RAC Foundation aligns with PACTS in call for road accident investigation branch

12.57 | 20 December | | 24 comments


A fresh approach to crash investigation is required to help bring down death and injury on Britain’s roads, according to the RAC Foundation.

In a new research paper published today (20 Dec), Steve Gooding, RAC Foundation director, argues that a ‘tandem, no-blame system of investigation’ could help reduce road casualty numbers in the future.

Currently the police analyse what has happened after an accident with the aim of making a case against anyone deemed legally responsible.

Earlier this year, the Parliamentary Advisory Council on Transport Safety (PACTS) called on the Government to introduce a Road Collision Investigation Branch, similar to those already operating in the marine, aviation and rail sectors.

And at the recent 2017 National Road Safety Conference, Simon French, chief inspector of the Rail Accident Investigation Branch, drew comparisons between accident investigation in rail and road and discussed how the principles of independent accident investigation might be applied to the road sector (watch the presentation).

Steve Gooding said: “The creation of a dedicated analytical unit within the DfT should be relatively quick and easy to set up, and while not being independent nor having the resource to conduct individual investigations could still compile, collate and analyse the huge amount of information already collected.

━━━━━━━━━━━━━━━━

STATED EXERCISE ::
Answer these questions from the article on road crash investigation:
(a) Who is the director of the RAC Foundation?
(b) What does PACTS stand for?
(c) In which three sectors do investigation branches like the one PACTS proposed already operate?

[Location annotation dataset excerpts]
━━━━━━━━━━━━━━━━

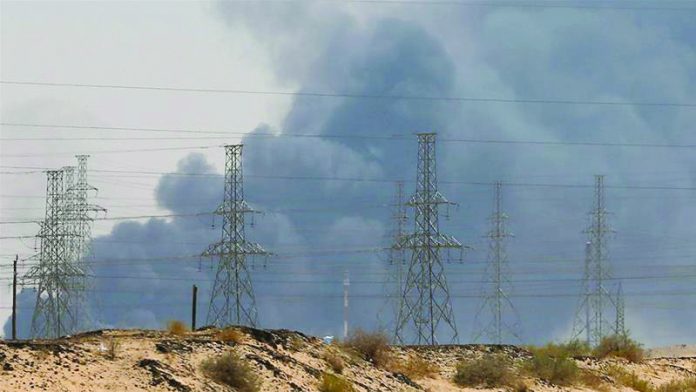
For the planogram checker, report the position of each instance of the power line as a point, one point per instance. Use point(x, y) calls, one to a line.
point(587, 5)
point(392, 180)
point(354, 95)
point(317, 134)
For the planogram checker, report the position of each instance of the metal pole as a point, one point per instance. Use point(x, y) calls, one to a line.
point(193, 308)
point(346, 285)
point(14, 299)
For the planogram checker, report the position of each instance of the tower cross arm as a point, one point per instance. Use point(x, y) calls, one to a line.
point(418, 240)
point(226, 248)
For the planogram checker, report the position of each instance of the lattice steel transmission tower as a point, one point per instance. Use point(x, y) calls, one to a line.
point(83, 210)
point(56, 275)
point(425, 299)
point(397, 254)
point(596, 299)
point(232, 297)
point(502, 324)
point(583, 314)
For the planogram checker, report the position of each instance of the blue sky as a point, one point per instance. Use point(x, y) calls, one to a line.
point(319, 227)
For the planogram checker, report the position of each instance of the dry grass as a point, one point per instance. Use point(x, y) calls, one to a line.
point(371, 346)
point(414, 368)
point(176, 327)
point(621, 347)
point(335, 361)
point(593, 381)
point(685, 385)
point(232, 370)
point(229, 334)
point(629, 379)
point(488, 371)
point(295, 343)
point(552, 363)
point(333, 383)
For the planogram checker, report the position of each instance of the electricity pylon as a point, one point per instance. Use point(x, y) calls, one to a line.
point(232, 297)
point(583, 314)
point(80, 216)
point(396, 255)
point(425, 299)
point(83, 210)
point(56, 276)
point(503, 323)
point(596, 298)
point(620, 323)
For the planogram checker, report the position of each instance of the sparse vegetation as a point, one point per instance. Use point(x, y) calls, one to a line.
point(629, 379)
point(633, 381)
point(232, 370)
point(371, 346)
point(176, 327)
point(229, 334)
point(335, 361)
point(592, 380)
point(415, 368)
point(488, 371)
point(112, 348)
point(552, 363)
point(686, 385)
point(620, 346)
point(295, 343)
point(333, 383)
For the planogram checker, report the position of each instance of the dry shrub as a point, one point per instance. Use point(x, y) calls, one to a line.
point(112, 348)
point(371, 346)
point(295, 343)
point(620, 346)
point(333, 383)
point(629, 379)
point(592, 380)
point(335, 361)
point(176, 327)
point(552, 363)
point(415, 368)
point(685, 385)
point(571, 349)
point(488, 371)
point(232, 370)
point(229, 334)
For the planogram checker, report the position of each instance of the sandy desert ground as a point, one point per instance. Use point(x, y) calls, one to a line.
point(285, 361)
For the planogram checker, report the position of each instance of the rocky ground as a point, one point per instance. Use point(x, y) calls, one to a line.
point(139, 360)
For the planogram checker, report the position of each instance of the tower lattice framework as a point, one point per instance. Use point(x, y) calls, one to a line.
point(56, 276)
point(620, 323)
point(596, 301)
point(83, 210)
point(497, 319)
point(425, 307)
point(232, 297)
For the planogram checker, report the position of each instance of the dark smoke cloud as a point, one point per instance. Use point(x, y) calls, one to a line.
point(563, 54)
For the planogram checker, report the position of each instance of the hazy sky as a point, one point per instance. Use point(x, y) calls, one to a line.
point(644, 52)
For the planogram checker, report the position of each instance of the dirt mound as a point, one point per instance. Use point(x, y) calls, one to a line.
point(139, 360)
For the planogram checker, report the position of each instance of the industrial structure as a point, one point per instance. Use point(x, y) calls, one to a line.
point(60, 276)
point(497, 319)
point(425, 307)
point(591, 316)
point(232, 297)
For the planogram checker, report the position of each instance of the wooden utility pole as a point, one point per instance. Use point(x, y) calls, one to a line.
point(193, 308)
point(14, 299)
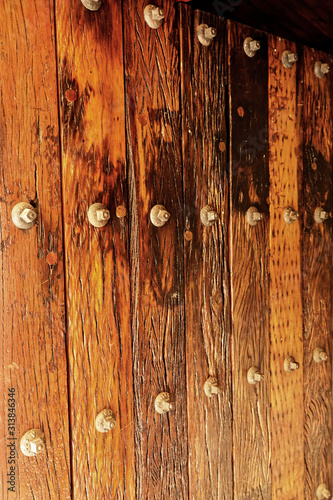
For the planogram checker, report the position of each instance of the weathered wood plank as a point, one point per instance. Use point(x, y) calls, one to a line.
point(97, 260)
point(248, 99)
point(32, 297)
point(317, 272)
point(155, 174)
point(207, 287)
point(286, 319)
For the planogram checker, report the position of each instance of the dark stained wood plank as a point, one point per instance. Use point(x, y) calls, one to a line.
point(305, 21)
point(285, 166)
point(249, 250)
point(155, 175)
point(317, 272)
point(32, 296)
point(207, 287)
point(97, 260)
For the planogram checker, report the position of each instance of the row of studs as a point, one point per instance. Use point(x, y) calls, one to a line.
point(24, 215)
point(32, 443)
point(154, 16)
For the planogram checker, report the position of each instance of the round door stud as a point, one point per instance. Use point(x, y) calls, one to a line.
point(253, 216)
point(290, 215)
point(92, 4)
point(153, 16)
point(98, 215)
point(320, 215)
point(254, 376)
point(251, 46)
point(212, 387)
point(32, 443)
point(208, 216)
point(206, 34)
point(24, 215)
point(159, 215)
point(323, 492)
point(289, 58)
point(290, 364)
point(321, 69)
point(105, 420)
point(319, 355)
point(163, 403)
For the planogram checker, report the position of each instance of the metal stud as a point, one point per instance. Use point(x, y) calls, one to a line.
point(290, 364)
point(121, 211)
point(320, 215)
point(323, 492)
point(159, 215)
point(92, 4)
point(254, 376)
point(98, 215)
point(253, 216)
point(105, 420)
point(212, 387)
point(163, 403)
point(289, 58)
point(24, 215)
point(321, 69)
point(290, 215)
point(206, 34)
point(153, 16)
point(208, 215)
point(319, 355)
point(251, 46)
point(33, 443)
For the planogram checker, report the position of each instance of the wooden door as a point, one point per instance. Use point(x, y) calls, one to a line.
point(224, 306)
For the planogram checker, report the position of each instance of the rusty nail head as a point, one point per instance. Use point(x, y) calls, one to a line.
point(212, 387)
point(105, 420)
point(153, 16)
point(32, 443)
point(206, 34)
point(251, 46)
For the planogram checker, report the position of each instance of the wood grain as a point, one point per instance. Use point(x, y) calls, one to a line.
point(249, 252)
point(207, 287)
point(32, 324)
point(317, 272)
point(157, 253)
point(286, 318)
point(91, 80)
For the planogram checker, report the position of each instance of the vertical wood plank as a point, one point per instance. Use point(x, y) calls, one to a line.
point(285, 271)
point(91, 79)
point(155, 172)
point(249, 252)
point(32, 299)
point(207, 286)
point(317, 273)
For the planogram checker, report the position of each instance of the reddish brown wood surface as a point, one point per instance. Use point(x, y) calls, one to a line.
point(97, 260)
point(157, 253)
point(32, 317)
point(249, 263)
point(317, 272)
point(206, 258)
point(286, 321)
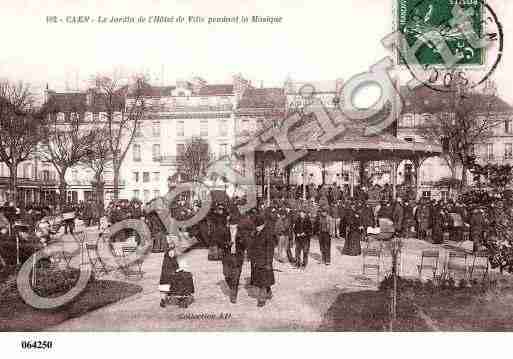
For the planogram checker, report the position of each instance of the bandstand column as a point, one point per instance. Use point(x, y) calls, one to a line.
point(269, 186)
point(304, 179)
point(417, 162)
point(351, 179)
point(393, 174)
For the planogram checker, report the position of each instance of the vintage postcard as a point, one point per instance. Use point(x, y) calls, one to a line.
point(261, 166)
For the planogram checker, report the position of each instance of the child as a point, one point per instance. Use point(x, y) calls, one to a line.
point(175, 281)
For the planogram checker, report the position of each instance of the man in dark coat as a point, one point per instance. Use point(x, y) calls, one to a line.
point(261, 254)
point(220, 233)
point(477, 227)
point(302, 232)
point(342, 213)
point(322, 229)
point(397, 215)
point(232, 262)
point(437, 224)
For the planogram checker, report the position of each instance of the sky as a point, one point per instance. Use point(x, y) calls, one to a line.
point(316, 40)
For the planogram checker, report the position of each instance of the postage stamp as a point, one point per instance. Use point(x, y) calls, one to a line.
point(416, 18)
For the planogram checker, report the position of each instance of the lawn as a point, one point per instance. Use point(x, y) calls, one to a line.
point(477, 308)
point(369, 311)
point(15, 315)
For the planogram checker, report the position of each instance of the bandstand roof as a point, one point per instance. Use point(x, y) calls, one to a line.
point(350, 144)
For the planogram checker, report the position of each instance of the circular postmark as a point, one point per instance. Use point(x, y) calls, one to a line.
point(456, 42)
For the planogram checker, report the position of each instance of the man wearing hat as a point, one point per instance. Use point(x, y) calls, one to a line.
point(302, 231)
point(282, 227)
point(232, 262)
point(323, 231)
point(477, 227)
point(261, 253)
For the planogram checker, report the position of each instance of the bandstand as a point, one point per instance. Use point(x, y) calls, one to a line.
point(351, 146)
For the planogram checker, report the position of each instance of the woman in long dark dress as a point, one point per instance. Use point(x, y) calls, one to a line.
point(175, 282)
point(261, 254)
point(352, 245)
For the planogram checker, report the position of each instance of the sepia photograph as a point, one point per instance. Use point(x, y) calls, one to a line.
point(255, 166)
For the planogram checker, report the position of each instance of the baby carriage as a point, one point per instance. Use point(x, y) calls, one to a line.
point(176, 283)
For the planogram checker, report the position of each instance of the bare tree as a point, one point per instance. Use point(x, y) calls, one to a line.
point(99, 159)
point(124, 105)
point(193, 162)
point(460, 120)
point(20, 126)
point(68, 138)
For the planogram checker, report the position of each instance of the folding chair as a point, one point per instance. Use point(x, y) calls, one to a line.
point(96, 262)
point(480, 262)
point(128, 265)
point(454, 263)
point(80, 237)
point(429, 260)
point(375, 264)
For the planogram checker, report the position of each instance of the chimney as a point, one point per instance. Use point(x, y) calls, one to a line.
point(288, 85)
point(240, 85)
point(197, 84)
point(339, 83)
point(46, 94)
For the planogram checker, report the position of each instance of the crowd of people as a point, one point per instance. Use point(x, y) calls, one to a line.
point(283, 229)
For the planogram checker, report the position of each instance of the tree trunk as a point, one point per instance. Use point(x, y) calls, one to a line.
point(463, 176)
point(99, 194)
point(116, 168)
point(13, 182)
point(62, 187)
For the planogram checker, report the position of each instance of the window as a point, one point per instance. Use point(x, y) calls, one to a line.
point(223, 149)
point(156, 129)
point(137, 152)
point(489, 151)
point(155, 150)
point(508, 150)
point(244, 126)
point(138, 131)
point(180, 149)
point(407, 121)
point(223, 128)
point(180, 128)
point(204, 128)
point(507, 126)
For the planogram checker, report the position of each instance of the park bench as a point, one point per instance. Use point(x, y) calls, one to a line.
point(480, 263)
point(429, 260)
point(457, 263)
point(129, 264)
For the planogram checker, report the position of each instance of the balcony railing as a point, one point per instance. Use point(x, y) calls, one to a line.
point(199, 108)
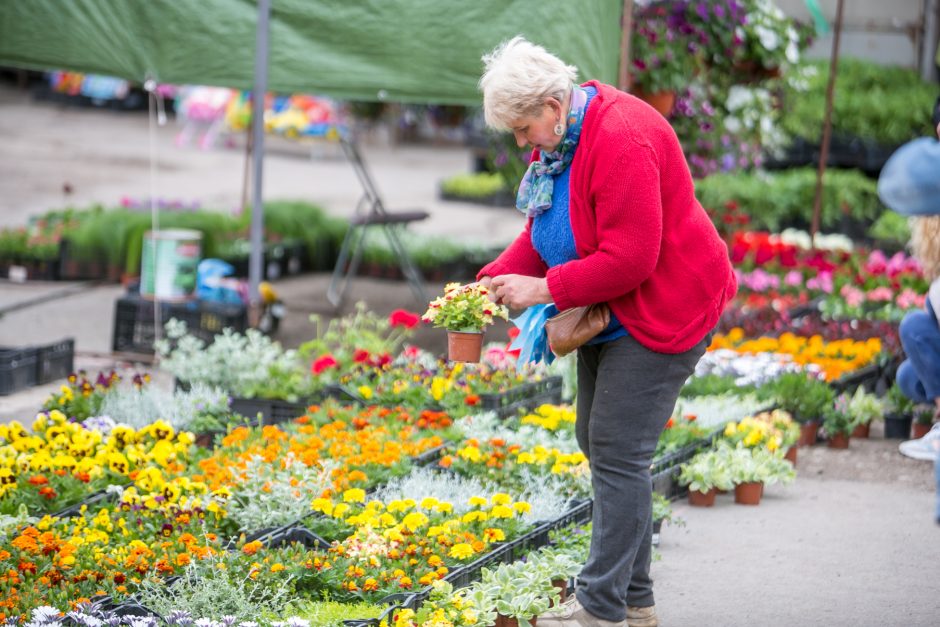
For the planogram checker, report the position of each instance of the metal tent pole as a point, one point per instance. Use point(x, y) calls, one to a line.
point(257, 132)
point(827, 123)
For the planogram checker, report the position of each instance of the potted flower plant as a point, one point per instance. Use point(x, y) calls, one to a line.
point(705, 474)
point(519, 593)
point(558, 566)
point(864, 407)
point(923, 416)
point(753, 468)
point(464, 310)
point(898, 414)
point(662, 63)
point(806, 398)
point(839, 423)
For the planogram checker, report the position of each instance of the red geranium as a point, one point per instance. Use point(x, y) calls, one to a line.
point(402, 318)
point(323, 363)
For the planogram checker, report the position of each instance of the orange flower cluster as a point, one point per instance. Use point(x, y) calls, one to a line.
point(834, 359)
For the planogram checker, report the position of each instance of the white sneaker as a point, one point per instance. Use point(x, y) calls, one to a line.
point(926, 448)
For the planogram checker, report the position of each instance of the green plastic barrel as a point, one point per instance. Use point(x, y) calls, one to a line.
point(168, 264)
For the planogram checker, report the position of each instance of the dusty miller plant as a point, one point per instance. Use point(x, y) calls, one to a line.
point(275, 494)
point(218, 585)
point(245, 365)
point(187, 410)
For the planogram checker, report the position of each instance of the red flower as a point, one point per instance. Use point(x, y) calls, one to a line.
point(323, 363)
point(402, 318)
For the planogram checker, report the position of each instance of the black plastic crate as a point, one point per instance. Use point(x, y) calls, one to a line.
point(55, 361)
point(686, 453)
point(520, 394)
point(93, 501)
point(134, 321)
point(273, 411)
point(17, 369)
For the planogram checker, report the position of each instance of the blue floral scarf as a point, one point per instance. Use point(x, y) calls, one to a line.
point(535, 190)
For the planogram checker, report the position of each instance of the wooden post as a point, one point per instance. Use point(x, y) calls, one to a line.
point(624, 82)
point(827, 123)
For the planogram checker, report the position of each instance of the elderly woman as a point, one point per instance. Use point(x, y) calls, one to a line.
point(611, 218)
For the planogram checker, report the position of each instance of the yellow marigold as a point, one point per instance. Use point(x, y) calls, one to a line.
point(461, 551)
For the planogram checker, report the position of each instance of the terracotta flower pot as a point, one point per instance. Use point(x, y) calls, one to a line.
point(464, 346)
point(505, 621)
point(808, 433)
point(838, 440)
point(919, 430)
point(748, 493)
point(702, 499)
point(662, 101)
point(861, 431)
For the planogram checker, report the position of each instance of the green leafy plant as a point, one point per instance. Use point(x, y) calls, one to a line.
point(705, 471)
point(887, 104)
point(804, 396)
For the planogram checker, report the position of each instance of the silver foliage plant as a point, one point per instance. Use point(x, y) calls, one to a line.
point(240, 364)
point(547, 504)
point(138, 408)
point(212, 587)
point(272, 494)
point(486, 426)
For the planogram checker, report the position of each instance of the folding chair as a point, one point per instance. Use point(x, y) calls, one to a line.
point(371, 211)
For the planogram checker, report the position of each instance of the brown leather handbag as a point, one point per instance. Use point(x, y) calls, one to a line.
point(574, 327)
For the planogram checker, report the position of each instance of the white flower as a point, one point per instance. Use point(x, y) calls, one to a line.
point(768, 38)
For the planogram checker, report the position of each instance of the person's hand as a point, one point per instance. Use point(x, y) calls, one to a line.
point(519, 291)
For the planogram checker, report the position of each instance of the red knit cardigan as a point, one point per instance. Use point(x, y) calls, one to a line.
point(645, 244)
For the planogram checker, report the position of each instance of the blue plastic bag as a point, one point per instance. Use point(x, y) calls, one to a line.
point(532, 341)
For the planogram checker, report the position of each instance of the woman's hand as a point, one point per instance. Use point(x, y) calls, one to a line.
point(519, 291)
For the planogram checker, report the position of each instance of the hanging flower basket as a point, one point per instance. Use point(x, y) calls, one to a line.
point(463, 346)
point(662, 101)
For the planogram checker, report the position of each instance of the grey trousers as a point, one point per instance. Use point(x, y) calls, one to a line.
point(626, 394)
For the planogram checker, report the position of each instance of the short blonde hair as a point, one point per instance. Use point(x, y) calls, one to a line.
point(517, 79)
point(925, 244)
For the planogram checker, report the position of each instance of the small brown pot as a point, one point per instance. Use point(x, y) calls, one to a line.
point(702, 499)
point(918, 430)
point(808, 433)
point(505, 621)
point(662, 101)
point(464, 346)
point(748, 493)
point(861, 431)
point(838, 440)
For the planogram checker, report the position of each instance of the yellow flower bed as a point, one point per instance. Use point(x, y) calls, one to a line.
point(835, 359)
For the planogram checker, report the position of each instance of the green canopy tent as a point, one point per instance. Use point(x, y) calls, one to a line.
point(417, 51)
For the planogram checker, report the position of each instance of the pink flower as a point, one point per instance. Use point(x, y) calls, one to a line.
point(793, 279)
point(323, 363)
point(402, 318)
point(854, 297)
point(821, 282)
point(877, 263)
point(908, 299)
point(881, 295)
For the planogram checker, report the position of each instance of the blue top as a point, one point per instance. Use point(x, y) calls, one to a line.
point(553, 239)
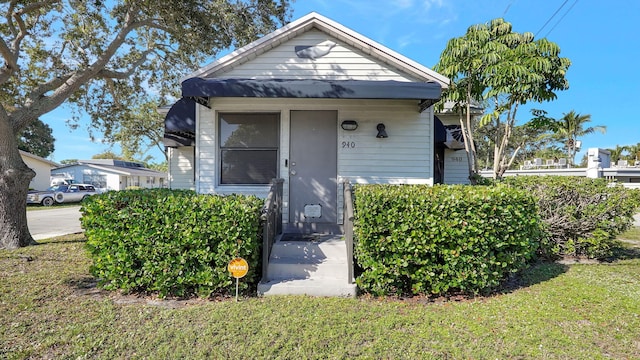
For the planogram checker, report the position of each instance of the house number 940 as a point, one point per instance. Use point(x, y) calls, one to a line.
point(348, 144)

━━━━━━━━━━━━━━━━

REPLY ::
(a) Steve Gooding
(b) Parliamentary Advisory Council on Transport Safety
(c) Marine, aviation and rail